#### Study material:
• • • •
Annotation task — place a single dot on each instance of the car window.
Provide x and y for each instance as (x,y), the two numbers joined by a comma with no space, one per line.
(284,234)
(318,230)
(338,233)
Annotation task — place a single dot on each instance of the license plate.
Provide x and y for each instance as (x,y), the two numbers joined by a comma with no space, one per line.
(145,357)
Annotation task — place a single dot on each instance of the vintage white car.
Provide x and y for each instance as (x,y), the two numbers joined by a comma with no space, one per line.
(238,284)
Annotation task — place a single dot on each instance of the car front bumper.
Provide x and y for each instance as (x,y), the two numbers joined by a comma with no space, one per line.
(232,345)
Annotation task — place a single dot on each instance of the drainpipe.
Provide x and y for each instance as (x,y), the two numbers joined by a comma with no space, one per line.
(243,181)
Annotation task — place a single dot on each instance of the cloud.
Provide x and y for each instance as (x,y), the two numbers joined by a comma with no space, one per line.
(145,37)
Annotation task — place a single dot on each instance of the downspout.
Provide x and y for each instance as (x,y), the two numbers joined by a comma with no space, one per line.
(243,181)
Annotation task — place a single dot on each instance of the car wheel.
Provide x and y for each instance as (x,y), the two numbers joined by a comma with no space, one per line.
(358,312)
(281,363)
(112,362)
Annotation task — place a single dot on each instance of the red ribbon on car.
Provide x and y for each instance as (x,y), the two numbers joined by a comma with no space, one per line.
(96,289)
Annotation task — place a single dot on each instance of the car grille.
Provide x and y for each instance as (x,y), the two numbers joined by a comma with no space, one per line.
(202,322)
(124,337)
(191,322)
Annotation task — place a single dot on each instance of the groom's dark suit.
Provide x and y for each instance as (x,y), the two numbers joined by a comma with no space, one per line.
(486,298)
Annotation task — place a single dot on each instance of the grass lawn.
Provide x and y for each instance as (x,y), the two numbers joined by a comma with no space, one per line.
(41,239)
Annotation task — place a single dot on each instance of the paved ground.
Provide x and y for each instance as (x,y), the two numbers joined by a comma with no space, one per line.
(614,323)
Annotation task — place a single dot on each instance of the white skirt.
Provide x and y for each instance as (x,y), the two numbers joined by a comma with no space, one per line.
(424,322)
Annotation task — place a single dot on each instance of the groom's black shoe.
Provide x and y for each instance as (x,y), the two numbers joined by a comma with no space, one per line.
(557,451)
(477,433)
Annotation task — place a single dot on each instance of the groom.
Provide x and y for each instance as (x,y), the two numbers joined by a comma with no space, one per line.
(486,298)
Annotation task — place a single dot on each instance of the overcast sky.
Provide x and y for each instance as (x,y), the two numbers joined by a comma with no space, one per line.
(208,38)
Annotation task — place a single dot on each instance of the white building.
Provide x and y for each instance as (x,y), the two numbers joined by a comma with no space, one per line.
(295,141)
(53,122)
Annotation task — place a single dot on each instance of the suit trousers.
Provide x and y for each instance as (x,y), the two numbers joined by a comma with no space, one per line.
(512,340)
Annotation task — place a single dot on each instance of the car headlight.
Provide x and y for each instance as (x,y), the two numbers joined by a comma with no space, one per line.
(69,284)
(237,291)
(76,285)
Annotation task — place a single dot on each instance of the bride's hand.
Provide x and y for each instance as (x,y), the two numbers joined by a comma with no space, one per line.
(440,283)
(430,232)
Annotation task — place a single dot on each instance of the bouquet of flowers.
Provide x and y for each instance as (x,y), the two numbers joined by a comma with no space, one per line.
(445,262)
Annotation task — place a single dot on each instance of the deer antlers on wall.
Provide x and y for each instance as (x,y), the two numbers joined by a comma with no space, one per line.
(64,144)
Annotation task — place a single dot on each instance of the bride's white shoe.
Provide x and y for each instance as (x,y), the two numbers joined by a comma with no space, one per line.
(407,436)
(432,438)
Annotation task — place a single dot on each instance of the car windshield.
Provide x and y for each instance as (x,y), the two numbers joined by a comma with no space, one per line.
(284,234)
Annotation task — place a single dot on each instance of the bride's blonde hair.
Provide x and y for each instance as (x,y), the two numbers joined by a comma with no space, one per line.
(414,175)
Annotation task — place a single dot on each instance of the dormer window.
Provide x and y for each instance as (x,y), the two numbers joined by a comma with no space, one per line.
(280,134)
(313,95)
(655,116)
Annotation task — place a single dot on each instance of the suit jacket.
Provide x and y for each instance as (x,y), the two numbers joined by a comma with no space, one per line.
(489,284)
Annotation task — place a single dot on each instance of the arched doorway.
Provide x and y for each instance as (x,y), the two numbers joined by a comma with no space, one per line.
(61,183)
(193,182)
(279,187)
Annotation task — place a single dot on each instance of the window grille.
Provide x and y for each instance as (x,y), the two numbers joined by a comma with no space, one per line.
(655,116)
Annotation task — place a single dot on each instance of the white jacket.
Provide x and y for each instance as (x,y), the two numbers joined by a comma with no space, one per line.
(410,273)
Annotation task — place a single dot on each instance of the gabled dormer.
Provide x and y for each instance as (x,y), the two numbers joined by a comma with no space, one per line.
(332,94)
• • • •
#### Problem to solve:
Go over the data above and copy every line that has the word "jacket" in it.

#### Answer for this exercise:
Annotation task — place a single dot on each instance of the suit jacket.
Annotation task — place a single dot on each instance of the white jacket.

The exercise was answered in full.